Given problem:
Pick out and copy every line of the items below that contains the string "patina". Case counts.

Given entries:
::::::

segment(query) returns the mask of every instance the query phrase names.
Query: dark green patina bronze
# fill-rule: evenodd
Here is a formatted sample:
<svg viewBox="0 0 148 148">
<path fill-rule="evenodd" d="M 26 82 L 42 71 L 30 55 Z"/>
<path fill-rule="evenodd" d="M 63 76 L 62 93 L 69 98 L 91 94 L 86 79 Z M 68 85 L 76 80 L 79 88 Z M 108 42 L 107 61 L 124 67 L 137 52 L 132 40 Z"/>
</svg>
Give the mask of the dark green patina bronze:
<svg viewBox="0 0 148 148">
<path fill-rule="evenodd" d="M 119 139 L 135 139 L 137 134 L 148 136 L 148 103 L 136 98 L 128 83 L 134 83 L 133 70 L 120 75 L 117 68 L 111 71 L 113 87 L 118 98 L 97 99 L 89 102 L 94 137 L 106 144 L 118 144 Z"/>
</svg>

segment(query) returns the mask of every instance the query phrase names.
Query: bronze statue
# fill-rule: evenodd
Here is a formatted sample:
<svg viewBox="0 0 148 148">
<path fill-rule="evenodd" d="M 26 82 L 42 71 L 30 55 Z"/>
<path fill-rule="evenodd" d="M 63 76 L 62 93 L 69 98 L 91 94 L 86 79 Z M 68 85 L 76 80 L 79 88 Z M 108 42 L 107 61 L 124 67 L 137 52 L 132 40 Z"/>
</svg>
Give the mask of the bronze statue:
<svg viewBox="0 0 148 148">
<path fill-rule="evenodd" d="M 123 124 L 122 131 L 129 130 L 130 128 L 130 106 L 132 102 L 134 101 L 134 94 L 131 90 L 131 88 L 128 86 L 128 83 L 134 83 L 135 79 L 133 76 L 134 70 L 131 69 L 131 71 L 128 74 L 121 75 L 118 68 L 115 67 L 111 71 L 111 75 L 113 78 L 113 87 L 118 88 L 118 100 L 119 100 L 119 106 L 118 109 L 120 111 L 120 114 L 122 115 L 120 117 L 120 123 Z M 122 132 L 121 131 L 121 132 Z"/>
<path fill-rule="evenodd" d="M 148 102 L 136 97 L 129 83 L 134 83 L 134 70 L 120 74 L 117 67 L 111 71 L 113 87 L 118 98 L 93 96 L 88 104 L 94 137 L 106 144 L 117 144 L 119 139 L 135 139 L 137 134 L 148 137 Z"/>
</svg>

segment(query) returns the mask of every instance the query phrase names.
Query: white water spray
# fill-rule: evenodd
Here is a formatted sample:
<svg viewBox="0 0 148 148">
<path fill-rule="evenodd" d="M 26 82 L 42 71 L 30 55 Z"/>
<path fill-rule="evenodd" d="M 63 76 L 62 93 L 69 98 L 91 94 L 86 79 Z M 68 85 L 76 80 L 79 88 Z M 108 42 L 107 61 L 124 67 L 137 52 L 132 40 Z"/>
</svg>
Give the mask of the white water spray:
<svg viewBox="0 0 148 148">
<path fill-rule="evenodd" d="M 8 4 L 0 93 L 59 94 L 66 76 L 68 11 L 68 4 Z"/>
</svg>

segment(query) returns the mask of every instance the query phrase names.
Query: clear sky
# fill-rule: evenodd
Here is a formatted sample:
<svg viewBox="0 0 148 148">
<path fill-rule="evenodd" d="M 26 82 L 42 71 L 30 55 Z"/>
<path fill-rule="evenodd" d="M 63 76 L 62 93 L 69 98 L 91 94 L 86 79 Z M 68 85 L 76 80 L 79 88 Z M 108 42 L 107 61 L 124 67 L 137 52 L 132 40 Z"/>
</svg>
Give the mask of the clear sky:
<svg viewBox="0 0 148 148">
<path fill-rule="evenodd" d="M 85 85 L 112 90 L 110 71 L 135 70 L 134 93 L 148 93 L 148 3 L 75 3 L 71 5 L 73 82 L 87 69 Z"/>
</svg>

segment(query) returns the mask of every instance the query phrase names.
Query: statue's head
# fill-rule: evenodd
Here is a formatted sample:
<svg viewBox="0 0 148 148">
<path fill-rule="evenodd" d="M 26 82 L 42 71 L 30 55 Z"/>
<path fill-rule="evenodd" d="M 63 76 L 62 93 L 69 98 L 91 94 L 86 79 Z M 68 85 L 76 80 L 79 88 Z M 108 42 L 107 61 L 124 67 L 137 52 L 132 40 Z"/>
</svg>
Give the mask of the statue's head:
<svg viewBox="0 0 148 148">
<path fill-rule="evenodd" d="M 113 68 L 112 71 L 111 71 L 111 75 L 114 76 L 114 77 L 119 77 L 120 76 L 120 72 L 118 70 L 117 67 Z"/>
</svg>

::::::

The solution:
Query: dark green patina bronze
Give the mask of the dark green patina bronze:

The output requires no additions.